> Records
%%

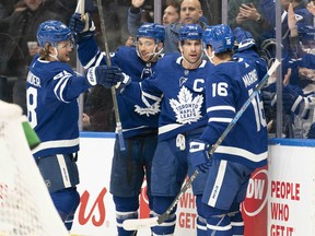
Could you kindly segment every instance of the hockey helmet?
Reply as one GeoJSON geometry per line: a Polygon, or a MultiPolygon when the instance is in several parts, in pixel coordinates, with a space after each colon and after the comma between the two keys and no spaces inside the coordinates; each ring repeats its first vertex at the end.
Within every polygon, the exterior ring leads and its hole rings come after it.
{"type": "Polygon", "coordinates": [[[155,23],[144,23],[138,28],[137,38],[139,37],[151,37],[158,42],[164,42],[164,26],[155,23]]]}
{"type": "Polygon", "coordinates": [[[55,20],[43,22],[38,26],[36,36],[40,47],[44,47],[46,43],[50,43],[56,47],[59,42],[73,39],[70,28],[55,20]]]}
{"type": "Polygon", "coordinates": [[[233,34],[234,34],[235,40],[238,44],[237,51],[243,51],[243,50],[246,50],[248,48],[256,46],[253,35],[249,32],[244,31],[242,27],[234,28],[233,34]]]}
{"type": "Polygon", "coordinates": [[[202,35],[205,45],[210,45],[214,54],[232,50],[234,35],[230,26],[225,24],[208,26],[202,35]]]}
{"type": "Polygon", "coordinates": [[[185,24],[179,30],[179,40],[198,40],[202,38],[203,30],[199,24],[185,24]]]}

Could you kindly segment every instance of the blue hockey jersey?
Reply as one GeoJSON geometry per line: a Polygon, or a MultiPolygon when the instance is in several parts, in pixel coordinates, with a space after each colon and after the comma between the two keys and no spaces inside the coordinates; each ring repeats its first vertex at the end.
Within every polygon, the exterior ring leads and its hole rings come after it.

%%

> Required work
Copy the listing above word for word, leaving out the pictures.

> Reply
Could you kindly segment every instance of the hockey helmet?
Reply as one GeoJSON geometry per line: a Polygon, or a MultiPolygon when the instance is in several parts, in pixel coordinates, with a space after each colon and after the comma between the two keys and no spaces inside the coordinates; each ring repeats its first vertex at the end.
Within every polygon, the exterior ring leads and its hole rings come after it.
{"type": "Polygon", "coordinates": [[[155,23],[144,23],[138,28],[137,38],[139,37],[151,37],[158,42],[164,42],[164,26],[155,23]]]}
{"type": "Polygon", "coordinates": [[[55,20],[43,22],[38,26],[36,36],[40,47],[44,47],[46,43],[50,43],[56,47],[59,42],[73,39],[70,28],[55,20]]]}
{"type": "Polygon", "coordinates": [[[233,34],[234,34],[235,40],[238,44],[237,51],[243,51],[243,50],[246,50],[248,48],[256,46],[253,35],[249,32],[244,31],[242,27],[234,28],[233,34]]]}
{"type": "Polygon", "coordinates": [[[202,35],[205,45],[210,45],[214,54],[232,50],[234,35],[230,26],[225,24],[208,26],[202,35]]]}
{"type": "Polygon", "coordinates": [[[185,24],[179,30],[179,40],[198,40],[202,38],[203,30],[199,24],[185,24]]]}

Could you kindly segment every instance of the blue hockey jersey?
Reply as one GeoJSON geometry per line: a Polygon, or a MultiPolygon when the instance is in several parts, in pixel coordinates, with a space after each colon and after the comma between the two keys and no spaces inside the coordinates; each ring repeats its first vertex at the end.
Within every polygon, the exterior ring leads and its hole rings come after it.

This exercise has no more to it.